§ **Your objective**: Copy the lines of the data below word for word, starting at the line containing "[seg] door handle" and ending at the line containing "[[283,189],[268,189],[267,196],[268,197],[282,197],[284,195]]", with both of those lines included.

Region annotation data
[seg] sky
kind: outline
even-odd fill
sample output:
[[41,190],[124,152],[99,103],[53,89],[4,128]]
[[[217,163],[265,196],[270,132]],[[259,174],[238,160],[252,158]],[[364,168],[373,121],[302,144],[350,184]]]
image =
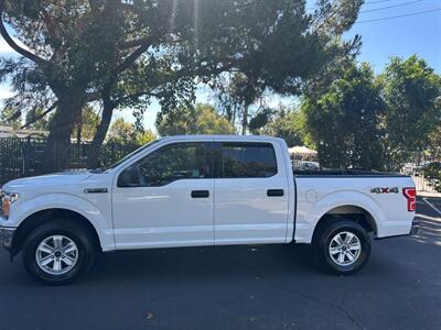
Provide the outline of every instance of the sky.
[[[314,0],[306,1],[313,10]],[[380,73],[391,56],[402,58],[418,54],[441,74],[441,0],[366,0],[357,22],[345,34],[346,38],[362,36],[359,61],[368,62]],[[12,50],[0,38],[0,56],[13,56]],[[0,100],[12,95],[7,84],[0,85]],[[209,90],[200,88],[198,102],[213,102]],[[289,106],[294,99],[273,95],[266,97],[268,106]],[[144,127],[154,130],[160,107],[153,101],[144,114]],[[132,122],[130,109],[117,111],[115,118]]]

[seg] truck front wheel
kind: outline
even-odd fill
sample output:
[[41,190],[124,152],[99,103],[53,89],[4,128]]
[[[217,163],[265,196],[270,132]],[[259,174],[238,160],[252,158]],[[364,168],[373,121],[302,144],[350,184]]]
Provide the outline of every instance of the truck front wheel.
[[29,235],[22,256],[32,277],[47,284],[65,284],[92,266],[95,251],[85,229],[68,220],[56,220]]
[[326,223],[315,238],[314,245],[321,263],[338,275],[357,273],[370,255],[368,233],[351,220]]

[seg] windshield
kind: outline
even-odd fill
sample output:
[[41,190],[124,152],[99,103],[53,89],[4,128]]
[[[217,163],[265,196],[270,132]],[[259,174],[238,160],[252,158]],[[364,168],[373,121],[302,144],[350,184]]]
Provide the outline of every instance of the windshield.
[[160,142],[160,141],[161,141],[161,139],[158,139],[158,140],[154,140],[154,141],[152,141],[152,142],[150,142],[150,143],[148,143],[148,144],[146,144],[146,145],[143,145],[143,146],[137,148],[135,152],[128,154],[128,155],[125,156],[123,158],[121,158],[121,160],[119,160],[118,162],[111,164],[109,167],[106,168],[106,170],[109,170],[109,169],[112,169],[112,168],[117,167],[119,164],[122,164],[123,162],[126,162],[126,161],[129,160],[130,157],[132,157],[132,156],[139,154],[139,153],[142,152],[144,148],[147,148],[147,147],[149,147],[149,146],[151,146],[151,145],[153,145],[153,144],[157,144],[157,143]]

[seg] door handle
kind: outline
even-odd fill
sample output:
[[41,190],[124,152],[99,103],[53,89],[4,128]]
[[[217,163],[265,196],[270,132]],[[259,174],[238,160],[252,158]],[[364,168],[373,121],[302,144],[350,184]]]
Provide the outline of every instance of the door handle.
[[208,190],[193,190],[192,198],[208,198],[209,191]]
[[283,189],[268,189],[267,196],[268,197],[282,197],[284,195]]

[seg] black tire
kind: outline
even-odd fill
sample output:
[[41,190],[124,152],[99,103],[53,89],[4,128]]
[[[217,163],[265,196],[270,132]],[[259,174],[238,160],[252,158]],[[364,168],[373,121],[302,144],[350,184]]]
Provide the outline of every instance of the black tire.
[[[349,244],[342,244],[343,246],[341,246],[337,244],[337,240],[333,240],[334,238],[337,239],[337,235],[340,235],[340,239],[343,238],[342,241],[349,239],[351,235],[346,233],[352,233],[355,237],[355,239],[352,239],[351,241],[351,249],[355,249],[355,246],[357,246],[356,243],[358,242],[361,245],[359,252],[356,252],[357,250],[351,250],[349,255],[349,252],[347,252]],[[325,266],[329,272],[337,275],[352,275],[357,273],[363,268],[370,255],[370,238],[366,229],[351,220],[329,220],[324,227],[319,229],[313,243],[320,263]],[[346,248],[344,249],[344,246]],[[334,252],[333,255],[331,254],[331,248]],[[341,255],[343,255],[343,261],[340,260],[338,263],[338,256],[341,257]],[[356,257],[354,257],[354,255]],[[351,261],[351,257],[354,257],[354,260]]]
[[[63,241],[67,244],[69,240],[75,243],[76,251],[71,252],[74,253],[75,263],[71,266],[66,266],[66,263],[61,263],[60,257],[57,258],[58,263],[65,266],[65,273],[61,274],[51,274],[50,271],[44,270],[44,266],[40,266],[37,263],[37,249],[39,245],[44,240],[50,240],[50,238],[57,235],[62,237]],[[55,243],[55,241],[54,241]],[[62,249],[60,249],[62,250]],[[76,224],[69,220],[60,219],[50,221],[31,232],[24,242],[22,250],[22,261],[28,273],[34,278],[45,284],[67,284],[80,275],[86,273],[92,265],[94,264],[97,249],[89,238],[88,232],[85,228],[79,224]],[[55,253],[55,252],[54,252]],[[50,253],[47,253],[50,254]],[[63,252],[64,254],[64,252]],[[71,254],[72,256],[72,254]],[[54,257],[53,257],[54,258]],[[54,258],[55,260],[55,258]],[[47,265],[51,267],[51,264]],[[54,262],[52,263],[52,267],[54,267]],[[69,268],[72,267],[72,268]],[[68,270],[69,268],[69,270]],[[63,272],[63,271],[60,271]]]

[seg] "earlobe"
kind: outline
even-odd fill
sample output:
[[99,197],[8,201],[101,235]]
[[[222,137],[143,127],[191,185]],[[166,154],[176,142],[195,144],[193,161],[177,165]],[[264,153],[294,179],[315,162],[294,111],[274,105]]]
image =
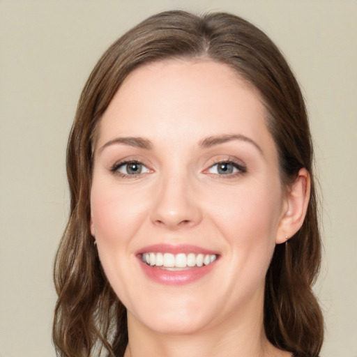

§ **Finished exercise**:
[seg] door handle
kind: outline
even-odd fill
sample output:
[[41,190],[124,152],[99,103],[53,89],[4,128]]
[[[217,163],[265,196],[270,132]],[[259,174],[238,160],[252,158]],[[364,168],[373,121],[302,144],[350,184]]]
Provide the outline of every instance of the door handle.
[[208,190],[193,190],[192,198],[208,198],[209,191]]
[[283,189],[268,189],[267,196],[268,197],[282,197],[284,195]]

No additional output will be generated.